- **The records**
········

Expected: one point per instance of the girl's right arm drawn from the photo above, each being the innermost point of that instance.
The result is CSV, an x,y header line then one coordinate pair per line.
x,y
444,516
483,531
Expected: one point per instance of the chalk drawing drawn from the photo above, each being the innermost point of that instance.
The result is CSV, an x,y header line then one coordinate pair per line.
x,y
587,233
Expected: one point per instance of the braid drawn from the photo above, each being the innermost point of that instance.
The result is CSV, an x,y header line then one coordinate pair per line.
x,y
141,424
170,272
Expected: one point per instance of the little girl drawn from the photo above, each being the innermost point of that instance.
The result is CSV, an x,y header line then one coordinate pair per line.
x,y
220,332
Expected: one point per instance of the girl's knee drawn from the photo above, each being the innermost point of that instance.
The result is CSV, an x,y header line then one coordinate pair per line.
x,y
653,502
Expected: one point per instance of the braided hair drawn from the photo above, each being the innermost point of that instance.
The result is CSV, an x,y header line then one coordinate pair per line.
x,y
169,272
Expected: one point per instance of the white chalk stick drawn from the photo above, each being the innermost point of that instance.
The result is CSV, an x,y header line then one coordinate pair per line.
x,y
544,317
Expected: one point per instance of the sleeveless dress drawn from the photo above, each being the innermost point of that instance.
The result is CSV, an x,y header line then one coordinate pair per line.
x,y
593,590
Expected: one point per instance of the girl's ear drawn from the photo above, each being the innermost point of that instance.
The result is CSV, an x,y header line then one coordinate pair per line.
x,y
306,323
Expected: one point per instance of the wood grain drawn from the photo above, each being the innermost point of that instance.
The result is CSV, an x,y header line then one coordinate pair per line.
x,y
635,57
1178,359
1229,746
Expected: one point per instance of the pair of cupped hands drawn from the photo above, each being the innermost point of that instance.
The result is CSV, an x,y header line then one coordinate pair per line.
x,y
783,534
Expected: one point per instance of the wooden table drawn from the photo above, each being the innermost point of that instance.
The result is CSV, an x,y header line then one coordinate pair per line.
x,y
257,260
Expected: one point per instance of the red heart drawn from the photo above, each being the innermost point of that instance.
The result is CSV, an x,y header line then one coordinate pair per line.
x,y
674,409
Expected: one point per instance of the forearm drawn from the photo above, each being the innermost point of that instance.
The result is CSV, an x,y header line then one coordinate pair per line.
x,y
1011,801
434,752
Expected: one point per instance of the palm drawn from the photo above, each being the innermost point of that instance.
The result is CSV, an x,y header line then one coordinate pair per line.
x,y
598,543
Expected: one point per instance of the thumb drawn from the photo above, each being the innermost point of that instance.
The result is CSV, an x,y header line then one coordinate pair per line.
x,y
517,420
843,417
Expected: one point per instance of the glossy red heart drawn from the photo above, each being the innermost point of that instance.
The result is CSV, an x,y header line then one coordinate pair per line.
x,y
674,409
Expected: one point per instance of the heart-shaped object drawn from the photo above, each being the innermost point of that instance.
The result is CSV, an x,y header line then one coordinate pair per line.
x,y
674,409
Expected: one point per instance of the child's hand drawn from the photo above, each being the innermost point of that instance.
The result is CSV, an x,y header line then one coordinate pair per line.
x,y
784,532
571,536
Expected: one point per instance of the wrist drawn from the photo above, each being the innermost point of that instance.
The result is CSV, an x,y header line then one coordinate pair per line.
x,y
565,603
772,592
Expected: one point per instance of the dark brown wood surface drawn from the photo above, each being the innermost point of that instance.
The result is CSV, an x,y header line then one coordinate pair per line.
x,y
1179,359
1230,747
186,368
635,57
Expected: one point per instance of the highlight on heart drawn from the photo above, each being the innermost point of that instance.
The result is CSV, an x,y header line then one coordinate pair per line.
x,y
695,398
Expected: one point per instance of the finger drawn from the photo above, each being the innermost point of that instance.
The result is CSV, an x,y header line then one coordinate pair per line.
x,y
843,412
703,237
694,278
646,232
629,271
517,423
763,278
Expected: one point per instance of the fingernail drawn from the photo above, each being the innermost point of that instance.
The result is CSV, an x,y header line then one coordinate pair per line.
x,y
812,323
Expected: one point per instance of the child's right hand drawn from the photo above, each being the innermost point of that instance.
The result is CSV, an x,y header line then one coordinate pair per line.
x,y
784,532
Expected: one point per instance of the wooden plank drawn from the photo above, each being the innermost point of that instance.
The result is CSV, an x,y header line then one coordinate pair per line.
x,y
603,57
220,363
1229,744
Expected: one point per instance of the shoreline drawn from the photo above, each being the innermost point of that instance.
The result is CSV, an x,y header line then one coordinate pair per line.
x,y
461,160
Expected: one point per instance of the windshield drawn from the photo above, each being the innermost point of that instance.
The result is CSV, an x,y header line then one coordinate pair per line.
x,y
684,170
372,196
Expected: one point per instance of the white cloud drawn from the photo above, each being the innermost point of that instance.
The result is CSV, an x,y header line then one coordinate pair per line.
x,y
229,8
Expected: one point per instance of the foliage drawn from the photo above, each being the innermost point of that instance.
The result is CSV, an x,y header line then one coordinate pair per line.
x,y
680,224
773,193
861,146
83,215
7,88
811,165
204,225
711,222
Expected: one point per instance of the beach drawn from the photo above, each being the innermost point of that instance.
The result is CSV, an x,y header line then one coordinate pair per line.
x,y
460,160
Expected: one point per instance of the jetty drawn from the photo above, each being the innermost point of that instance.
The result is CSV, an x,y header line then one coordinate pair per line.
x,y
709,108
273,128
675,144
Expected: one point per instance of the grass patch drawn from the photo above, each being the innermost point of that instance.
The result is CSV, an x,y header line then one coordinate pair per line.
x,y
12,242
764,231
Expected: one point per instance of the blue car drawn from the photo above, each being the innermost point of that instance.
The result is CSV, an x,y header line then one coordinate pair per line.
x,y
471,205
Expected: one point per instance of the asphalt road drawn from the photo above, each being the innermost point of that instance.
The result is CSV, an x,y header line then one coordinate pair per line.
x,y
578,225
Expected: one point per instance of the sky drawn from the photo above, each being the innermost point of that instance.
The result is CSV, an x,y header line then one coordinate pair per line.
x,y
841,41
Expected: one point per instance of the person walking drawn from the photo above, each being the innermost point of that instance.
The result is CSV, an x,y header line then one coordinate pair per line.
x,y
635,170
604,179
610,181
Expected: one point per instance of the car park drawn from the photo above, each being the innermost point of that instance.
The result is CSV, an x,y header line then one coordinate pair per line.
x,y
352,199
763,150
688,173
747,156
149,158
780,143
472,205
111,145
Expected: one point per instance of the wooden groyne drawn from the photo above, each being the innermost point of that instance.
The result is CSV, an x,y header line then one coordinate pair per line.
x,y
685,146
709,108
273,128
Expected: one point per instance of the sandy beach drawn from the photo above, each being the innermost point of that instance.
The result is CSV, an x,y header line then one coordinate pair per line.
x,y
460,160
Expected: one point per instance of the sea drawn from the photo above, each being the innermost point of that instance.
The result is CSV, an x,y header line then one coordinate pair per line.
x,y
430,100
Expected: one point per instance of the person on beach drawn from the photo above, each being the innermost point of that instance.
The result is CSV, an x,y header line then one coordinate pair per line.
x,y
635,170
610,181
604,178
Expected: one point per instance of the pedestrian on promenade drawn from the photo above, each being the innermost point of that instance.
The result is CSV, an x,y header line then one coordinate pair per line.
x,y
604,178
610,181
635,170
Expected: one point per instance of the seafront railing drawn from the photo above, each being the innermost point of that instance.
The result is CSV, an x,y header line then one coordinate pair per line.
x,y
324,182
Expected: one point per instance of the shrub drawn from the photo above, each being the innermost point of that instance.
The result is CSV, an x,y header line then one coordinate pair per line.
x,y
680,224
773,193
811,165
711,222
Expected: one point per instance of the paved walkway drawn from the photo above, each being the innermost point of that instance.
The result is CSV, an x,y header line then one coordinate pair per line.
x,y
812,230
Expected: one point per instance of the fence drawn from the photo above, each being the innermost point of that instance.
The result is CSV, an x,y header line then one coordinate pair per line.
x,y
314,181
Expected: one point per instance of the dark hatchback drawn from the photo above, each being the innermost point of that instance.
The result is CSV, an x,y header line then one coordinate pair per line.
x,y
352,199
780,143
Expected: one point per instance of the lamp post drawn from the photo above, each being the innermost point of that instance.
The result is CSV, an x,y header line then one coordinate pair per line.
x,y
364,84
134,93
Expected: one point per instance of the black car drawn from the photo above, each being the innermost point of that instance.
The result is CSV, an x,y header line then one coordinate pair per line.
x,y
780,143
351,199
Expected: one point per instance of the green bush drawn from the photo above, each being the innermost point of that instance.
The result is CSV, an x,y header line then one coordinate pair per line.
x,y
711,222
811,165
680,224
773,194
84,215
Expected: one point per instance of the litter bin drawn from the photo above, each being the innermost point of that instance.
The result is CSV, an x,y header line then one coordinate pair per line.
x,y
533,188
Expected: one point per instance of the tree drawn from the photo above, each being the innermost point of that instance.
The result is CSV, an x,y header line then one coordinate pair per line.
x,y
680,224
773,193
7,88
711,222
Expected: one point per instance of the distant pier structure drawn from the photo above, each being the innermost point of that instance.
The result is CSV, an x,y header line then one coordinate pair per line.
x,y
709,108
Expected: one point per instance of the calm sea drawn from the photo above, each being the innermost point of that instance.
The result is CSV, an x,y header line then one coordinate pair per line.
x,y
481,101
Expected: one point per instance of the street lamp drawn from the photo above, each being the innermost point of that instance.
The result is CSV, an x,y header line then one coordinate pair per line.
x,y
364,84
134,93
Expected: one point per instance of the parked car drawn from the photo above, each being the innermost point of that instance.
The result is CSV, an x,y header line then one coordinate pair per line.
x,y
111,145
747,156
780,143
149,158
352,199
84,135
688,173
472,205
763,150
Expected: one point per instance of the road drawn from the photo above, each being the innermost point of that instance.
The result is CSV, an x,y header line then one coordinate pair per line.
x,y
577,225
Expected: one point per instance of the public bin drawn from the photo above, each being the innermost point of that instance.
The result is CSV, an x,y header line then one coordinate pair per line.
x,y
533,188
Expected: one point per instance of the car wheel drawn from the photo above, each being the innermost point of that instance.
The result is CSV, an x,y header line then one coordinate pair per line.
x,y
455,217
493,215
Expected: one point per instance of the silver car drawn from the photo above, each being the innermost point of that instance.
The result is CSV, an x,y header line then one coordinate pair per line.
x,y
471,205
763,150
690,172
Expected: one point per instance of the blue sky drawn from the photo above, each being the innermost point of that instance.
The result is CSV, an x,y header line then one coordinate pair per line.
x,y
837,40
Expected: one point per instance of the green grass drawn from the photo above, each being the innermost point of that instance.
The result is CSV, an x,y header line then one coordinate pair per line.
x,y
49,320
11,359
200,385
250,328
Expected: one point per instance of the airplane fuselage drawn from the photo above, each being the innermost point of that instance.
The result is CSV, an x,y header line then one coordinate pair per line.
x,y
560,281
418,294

········

- **Task objective**
Everything from the first line of the records above to the line containing "Expected: one point per instance of the braid drawn", inclusive, should be repeated exactly; leave out the rest.

- **Response**
Expected: one point per instance of the girl's right arm drawn from the photo above, each being the innermost point of that instance.
The result is CSV, an x,y header line then one coordinate pair per line.
x,y
444,516
483,531
Expected: one point per instance of the chalk drawing drawn from the photo above, each being the innermost point of that instance.
The result is CSV, an x,y header line then one coordinate pair per line.
x,y
587,233
Expected: one point per instance of the braid drawn from the photo above, each being the innermost point of that instance.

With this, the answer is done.